SOURCE EXTRACT Block Start
Venezuela's government has ordered schools and businesses to remain closed as a power outage goes into its fifth day. The opposition says at least 17 people have reportedly died as a result of the blackout. Each hour that passes without power in Venezuela brings more havoc and stress to a country already on edge.
Pro-government motorcycle gangs, known here as "colectivos", roam the dark streets enforcing order at gunpoint while there were sporadic episodes of looting amid the desperation.
Many parts of the country are still cut off and even when the electricity returns, it is often patchy and only lasts for a few hours before dropping out once again.
Without internet, mobile phones, banks, credit-card machines, electric cookers or air-conditioning, ordinary life is bordering on the unbearable for many people, especially in low income communities.
Little wonder some are ready to snap. "I have a two-year-old son. Yesterday evening there was nothing to eat," a visibly angry woman named Majorie told the BBC. A shop near her home was looted, she says, and a neighbor gave her some boiled rice. When he asks me for food, what am I going to give him? I can put up with the hunger. As adults, all we need is a glass of water. But what's a child supposed to do?"
During the interview, a group of mothers, equally desperate and distressed, start to bang on the doors of the shuttered supermarket, demanding to be let in. Inside, the cash registers and card machines were not working and the staff were only accepting U.S. dollars in payment.
"We don't use dollars in this country, we don't earn in dollars, we earn in Bolivars", said Majorie, her voice rising once more. "We don't want to loot stores, we don't want to cause problems. What we want is food. We're hungry."
For others, the issue is even more grave than a chronic lack of food. A lab technician at a children's hospital talked about the impact of the blackout on patients.
"On Thursday, no-one had any information as to why the emergency generators didn't start, what was happening or why everything was still dark in the intensive care unit." A colleague told her that the children in that ward were being kept alive by manual respiration.
"As we walked through the ward, we saw a mother crying and we found out that one of the babies in intermediate care had died", according to the technician. Despite the best efforts of the medical staff, one of the newborns in the neonatal ward died later that first night, too. A generator was eventually delivered to the hospital, but in a sign of the chaos reigning during the blackout, it was delivered not by health or government officials but by the feared colectivos.
And it is not just food security and healthcare which are falling apart, even laying someone to rest has become almost impossible.
MarĂa Errazo's son was killed in the poor neighborhood where she lives on Thursday, when the power outage first hit. Since then, his body has been held at the Bello Monte morgue.
With most government offices closed since Thursday, Maria has not been able to get hold of the required paperwork to view her son's body or to have it released for burial. But even if Maria could bring her slain son home, she could not afford the funeral. Venezuela's rampant hyperinflation has wiped out the value of the little savings in Bolivars that she has.
"We don't have the money," she says stoically of not being able to lay her son to rest. Banks are closed and there is hardly any mobile phone coverage. "I can't even make calls to try to find a solution," she says.
SOURCE EXTRACT Block End
EXERCISE DATA Block Start
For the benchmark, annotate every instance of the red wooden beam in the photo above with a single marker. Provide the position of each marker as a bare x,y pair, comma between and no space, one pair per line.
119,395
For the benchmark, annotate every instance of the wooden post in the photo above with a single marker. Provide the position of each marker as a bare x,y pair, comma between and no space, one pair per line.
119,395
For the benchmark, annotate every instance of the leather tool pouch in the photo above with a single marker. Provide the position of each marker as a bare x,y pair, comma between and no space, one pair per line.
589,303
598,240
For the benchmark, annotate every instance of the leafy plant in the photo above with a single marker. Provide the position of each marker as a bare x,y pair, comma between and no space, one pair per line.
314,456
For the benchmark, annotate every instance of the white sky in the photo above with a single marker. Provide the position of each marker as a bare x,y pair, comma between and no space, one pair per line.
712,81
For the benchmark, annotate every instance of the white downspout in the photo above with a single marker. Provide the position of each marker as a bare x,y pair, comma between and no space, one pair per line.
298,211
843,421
EXERCISE DATA Block End
• _THINGS TO DO_
1. In the blackout report, which currency were the supermarket staff accepting as payment?
2. Reproduce the passage of the blackout report word for word, starting with "MarĂa Errazo's son" and going on through "that she has.".

• _ANSWER SET_
1. They were accepting only U.S. dollars.

2.
MarĂa Errazo's son was killed in the poor neighborhood where she lives on Thursday, when the power outage first hit. Since then, his body has been held at the Bello Monte morgue.
With most government offices closed since Thursday, Maria has not been able to get hold of the required paperwork to view her son's body or to have it released for burial. But even if Maria could bring her slain son home, she could not afford the funeral. Venezuela's rampant hyperinflation has wiped out the value of the little savings in Bolivars that she has.